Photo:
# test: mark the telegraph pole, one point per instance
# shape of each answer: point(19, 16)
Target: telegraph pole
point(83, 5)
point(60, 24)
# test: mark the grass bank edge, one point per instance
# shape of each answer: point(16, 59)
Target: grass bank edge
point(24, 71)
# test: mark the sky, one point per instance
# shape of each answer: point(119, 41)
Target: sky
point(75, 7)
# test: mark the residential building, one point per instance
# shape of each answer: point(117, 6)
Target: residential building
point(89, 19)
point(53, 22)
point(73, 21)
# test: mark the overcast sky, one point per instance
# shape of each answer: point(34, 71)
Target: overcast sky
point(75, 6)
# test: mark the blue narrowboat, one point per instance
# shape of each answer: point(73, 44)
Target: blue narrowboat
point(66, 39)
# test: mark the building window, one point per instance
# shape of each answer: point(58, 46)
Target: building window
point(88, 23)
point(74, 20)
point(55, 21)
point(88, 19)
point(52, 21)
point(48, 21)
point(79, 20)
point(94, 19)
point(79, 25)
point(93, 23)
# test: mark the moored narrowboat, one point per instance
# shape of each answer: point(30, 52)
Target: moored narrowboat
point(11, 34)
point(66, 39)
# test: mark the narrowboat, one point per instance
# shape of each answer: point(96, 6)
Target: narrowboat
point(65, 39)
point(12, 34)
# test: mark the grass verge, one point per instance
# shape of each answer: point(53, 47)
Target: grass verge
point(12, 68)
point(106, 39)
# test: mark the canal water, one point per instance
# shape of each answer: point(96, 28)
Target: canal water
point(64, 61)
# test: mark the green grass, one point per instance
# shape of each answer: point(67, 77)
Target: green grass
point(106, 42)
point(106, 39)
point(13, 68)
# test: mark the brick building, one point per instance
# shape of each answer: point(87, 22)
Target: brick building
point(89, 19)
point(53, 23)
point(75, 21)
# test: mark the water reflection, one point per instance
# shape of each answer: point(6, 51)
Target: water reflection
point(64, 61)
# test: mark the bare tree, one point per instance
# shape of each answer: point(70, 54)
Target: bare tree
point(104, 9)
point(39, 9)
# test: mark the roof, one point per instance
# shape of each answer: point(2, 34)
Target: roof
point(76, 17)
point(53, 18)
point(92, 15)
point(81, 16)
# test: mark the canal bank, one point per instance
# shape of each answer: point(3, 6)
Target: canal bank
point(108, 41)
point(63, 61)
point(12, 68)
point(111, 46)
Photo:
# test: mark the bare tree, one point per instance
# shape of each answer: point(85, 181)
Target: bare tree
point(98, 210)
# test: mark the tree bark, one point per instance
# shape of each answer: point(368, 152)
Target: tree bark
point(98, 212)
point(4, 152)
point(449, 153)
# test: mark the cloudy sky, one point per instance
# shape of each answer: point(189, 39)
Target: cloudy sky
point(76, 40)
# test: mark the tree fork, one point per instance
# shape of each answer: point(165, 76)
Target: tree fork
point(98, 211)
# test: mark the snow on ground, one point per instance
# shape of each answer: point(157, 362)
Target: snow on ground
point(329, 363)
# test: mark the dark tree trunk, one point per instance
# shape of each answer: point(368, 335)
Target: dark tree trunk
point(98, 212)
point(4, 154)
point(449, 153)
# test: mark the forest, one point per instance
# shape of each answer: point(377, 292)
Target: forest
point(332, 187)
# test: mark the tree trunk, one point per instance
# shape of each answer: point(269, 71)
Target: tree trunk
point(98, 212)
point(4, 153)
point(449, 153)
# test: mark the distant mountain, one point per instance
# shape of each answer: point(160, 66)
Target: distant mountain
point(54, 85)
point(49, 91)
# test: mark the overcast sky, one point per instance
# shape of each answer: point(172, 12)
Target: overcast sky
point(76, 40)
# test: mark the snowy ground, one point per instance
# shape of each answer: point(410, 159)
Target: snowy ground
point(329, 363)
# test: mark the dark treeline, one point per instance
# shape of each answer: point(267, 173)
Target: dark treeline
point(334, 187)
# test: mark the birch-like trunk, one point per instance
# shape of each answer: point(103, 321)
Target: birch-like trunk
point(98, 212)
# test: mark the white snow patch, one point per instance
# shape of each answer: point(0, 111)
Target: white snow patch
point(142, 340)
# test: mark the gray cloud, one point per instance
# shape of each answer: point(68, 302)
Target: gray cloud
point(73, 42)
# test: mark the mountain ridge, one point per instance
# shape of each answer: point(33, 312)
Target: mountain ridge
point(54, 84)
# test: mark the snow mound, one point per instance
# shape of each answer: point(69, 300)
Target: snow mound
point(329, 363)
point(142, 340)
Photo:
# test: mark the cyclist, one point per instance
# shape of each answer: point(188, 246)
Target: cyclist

::::

■ **EXERCISE DESCRIPTION**: Could you rewrite the listing from its start through the line holding "point(60, 24)", inclusive, requests included, and scale the point coordinates in the answers by 2.6, rounding to whole numbers with halves going up?

■ **RIGHT ANSWER**:
Photo:
# test: mark the telegraph pole, one point per instance
# shape of each answer: point(19, 16)
Target: telegraph pole
point(216, 13)
point(156, 62)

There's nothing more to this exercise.